Holding onto hope is hard. Sometimes it just dang hurts.
This past spring, after hearing a difficult fertility diagnosis, my husband and I (especially me) were holding onto the hope that we knew our God was able, despite the doctor’s diagnosis, to give us a child of our own. It had actually been easier for me to hold the thin strand of hope since I was over a week late at the time we went to the doctor…10 days late, to be exact. And those days had never felt so long.
And then, 10 days late, two negative pregnancy test and one hard doctor’s visit later…I started.
At the risk of being super-vulnerable, here’s what I wrote in my journal:
Deferred hope sucks. I’m at the point where I honestly feel like why did I even bother thinking this time would be any different? Even holding onto hope despite what the doctor said. Ha! Congratulating myself even (“Look at me! I’m looking to God! I’m still hoping!”). And look where it got me…same as always – a negative pregnancy test and a random cycle that just decided to start 10 days late, this month, of all months. I mean, really? REALLY?? Where’s the hope, where’s the fairness in that?
And yet, even as I wrestle and vent in anger, I – like Peter – know there is nowhere else to go. There is no One else to turn to who has the words of life. It just feels like You’re holding back on me, God.

__DATASET CONTENT__:
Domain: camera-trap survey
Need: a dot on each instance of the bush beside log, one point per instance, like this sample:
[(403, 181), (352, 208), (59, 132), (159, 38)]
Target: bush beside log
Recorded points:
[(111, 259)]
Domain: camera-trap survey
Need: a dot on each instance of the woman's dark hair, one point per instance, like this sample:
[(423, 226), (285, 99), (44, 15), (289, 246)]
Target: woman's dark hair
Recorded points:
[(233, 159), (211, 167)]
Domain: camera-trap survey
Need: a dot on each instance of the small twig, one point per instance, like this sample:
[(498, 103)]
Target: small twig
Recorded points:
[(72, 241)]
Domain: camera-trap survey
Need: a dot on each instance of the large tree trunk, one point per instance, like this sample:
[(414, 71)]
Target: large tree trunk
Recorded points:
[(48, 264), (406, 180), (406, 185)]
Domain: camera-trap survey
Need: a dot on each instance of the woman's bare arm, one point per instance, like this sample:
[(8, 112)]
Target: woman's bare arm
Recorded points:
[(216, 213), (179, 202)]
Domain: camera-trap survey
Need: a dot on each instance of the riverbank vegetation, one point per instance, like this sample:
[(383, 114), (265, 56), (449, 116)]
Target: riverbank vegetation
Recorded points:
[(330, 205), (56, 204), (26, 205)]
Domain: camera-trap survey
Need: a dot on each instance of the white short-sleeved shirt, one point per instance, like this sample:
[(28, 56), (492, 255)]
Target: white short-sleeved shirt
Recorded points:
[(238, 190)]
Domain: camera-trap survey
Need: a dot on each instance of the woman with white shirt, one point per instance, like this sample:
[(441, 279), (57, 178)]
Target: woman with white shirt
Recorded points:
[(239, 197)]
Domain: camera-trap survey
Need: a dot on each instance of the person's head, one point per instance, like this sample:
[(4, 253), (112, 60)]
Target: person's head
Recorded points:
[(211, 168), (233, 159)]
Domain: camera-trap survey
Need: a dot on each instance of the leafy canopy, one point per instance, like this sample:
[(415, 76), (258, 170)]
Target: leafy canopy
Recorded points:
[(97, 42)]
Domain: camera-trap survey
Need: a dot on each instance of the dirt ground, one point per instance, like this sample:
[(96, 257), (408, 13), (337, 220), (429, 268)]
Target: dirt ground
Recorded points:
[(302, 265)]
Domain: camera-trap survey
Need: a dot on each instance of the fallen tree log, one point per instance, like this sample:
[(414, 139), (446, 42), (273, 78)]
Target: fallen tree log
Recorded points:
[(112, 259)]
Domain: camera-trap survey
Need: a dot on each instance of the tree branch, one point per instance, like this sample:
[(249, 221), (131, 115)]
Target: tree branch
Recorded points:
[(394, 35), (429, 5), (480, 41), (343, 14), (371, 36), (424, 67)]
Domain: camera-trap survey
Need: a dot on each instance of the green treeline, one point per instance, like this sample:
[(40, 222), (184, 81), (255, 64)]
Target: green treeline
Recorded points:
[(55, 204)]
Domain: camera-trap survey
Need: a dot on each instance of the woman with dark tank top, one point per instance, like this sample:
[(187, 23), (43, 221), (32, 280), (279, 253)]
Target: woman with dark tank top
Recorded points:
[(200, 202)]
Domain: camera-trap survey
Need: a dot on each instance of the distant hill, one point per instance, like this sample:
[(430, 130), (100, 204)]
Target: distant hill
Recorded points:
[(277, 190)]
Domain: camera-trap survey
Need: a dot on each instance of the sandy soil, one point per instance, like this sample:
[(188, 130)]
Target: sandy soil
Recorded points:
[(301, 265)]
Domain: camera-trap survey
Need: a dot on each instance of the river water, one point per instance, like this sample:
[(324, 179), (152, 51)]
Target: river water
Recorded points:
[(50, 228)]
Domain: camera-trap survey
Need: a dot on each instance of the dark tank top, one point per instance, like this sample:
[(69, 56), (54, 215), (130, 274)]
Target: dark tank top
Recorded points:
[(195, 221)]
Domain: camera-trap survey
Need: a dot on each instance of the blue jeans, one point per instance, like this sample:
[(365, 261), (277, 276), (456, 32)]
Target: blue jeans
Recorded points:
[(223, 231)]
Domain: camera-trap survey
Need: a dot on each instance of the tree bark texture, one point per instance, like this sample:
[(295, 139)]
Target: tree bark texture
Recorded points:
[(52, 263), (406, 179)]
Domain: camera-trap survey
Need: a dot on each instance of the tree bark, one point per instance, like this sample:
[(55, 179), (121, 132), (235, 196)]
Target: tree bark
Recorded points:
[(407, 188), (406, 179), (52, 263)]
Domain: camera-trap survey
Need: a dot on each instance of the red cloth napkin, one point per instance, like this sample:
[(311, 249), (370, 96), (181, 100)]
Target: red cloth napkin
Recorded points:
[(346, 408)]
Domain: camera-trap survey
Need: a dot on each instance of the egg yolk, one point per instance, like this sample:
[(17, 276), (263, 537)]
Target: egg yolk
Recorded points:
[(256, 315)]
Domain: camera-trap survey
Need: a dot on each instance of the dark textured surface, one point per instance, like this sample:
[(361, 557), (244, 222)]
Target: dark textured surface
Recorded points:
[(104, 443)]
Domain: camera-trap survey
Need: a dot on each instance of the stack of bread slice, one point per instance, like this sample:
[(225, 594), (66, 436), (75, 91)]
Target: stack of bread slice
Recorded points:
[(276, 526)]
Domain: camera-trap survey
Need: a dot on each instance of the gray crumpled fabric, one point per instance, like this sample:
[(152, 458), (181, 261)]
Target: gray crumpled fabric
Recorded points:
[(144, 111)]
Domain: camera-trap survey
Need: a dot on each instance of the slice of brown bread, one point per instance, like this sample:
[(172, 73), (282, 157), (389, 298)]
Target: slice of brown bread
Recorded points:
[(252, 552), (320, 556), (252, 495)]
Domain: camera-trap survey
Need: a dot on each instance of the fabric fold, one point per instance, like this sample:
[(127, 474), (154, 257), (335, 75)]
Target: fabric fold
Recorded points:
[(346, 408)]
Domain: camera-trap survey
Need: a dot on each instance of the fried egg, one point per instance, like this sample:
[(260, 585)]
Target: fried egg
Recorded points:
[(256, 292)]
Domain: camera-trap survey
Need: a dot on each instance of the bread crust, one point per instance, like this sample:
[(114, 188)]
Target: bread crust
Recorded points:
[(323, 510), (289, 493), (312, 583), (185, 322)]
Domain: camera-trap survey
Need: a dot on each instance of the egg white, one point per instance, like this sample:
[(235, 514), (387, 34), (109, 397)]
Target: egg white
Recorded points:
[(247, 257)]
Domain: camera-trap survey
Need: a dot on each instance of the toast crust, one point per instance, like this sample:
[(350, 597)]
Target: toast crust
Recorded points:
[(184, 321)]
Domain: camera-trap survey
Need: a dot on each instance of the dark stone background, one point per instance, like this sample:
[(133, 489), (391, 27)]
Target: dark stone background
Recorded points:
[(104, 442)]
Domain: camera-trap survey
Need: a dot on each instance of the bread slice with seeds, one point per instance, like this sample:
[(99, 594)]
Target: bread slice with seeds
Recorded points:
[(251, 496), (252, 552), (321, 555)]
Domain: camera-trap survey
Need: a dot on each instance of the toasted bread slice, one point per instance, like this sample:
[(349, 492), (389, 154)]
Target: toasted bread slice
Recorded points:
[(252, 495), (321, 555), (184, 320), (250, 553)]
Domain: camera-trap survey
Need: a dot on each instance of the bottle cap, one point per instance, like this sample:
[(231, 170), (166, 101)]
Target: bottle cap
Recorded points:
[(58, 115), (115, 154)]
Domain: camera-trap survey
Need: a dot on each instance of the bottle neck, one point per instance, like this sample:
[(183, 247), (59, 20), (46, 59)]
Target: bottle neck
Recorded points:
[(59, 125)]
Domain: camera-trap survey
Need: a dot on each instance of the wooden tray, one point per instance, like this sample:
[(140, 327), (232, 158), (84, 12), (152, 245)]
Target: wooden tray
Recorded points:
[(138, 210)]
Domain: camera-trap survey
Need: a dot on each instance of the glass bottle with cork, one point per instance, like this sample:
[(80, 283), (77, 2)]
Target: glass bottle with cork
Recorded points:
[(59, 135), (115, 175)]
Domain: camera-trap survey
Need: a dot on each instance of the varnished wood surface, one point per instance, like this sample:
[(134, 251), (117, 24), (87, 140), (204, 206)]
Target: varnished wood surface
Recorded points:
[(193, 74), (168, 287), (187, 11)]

__WORK ORDER 1__:
Condense the paragraph beginning "This past spring, after hearing" from the post on holding onto hope, keeping its main facts.
__WORK ORDER 2__:
In one to three sentences, explain why the post on holding onto hope says it was easier for the writer to hold onto hope this time.
Use only the post about holding onto hope, not the data.

__RESULT 1__:
This past spring, after a difficult fertility diagnosis, my husband and I, especially I, hoped that God could still give us a child of our own despite what the doctor said. Being 10 days late at the time of the doctor's visit made that hope easier to hold, and those days felt longer than any before.

__RESULT 2__:
It was easier because the writer was over a week late, 10 days exactly, when they went to the doctor.